(Stored items)

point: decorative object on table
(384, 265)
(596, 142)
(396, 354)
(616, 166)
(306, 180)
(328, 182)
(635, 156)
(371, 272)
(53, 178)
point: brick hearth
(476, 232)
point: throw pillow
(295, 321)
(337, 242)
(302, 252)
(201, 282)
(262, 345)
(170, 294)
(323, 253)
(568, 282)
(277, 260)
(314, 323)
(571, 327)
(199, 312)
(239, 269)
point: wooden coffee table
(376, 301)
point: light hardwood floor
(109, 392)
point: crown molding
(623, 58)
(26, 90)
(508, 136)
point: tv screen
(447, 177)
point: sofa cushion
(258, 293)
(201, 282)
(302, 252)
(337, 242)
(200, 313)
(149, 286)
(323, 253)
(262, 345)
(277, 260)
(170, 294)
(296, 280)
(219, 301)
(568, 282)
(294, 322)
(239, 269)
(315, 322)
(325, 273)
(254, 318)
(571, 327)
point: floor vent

---

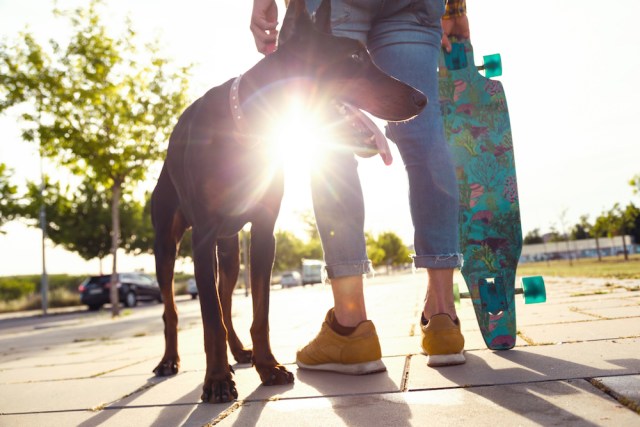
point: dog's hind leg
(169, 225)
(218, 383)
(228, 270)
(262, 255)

### [Aim]
Return each line of the entries above that contains the string "table", treating uppercase and lowercase letters as distinct.

### [Solved problem]
point: decorative object on table
point: wooden coffee table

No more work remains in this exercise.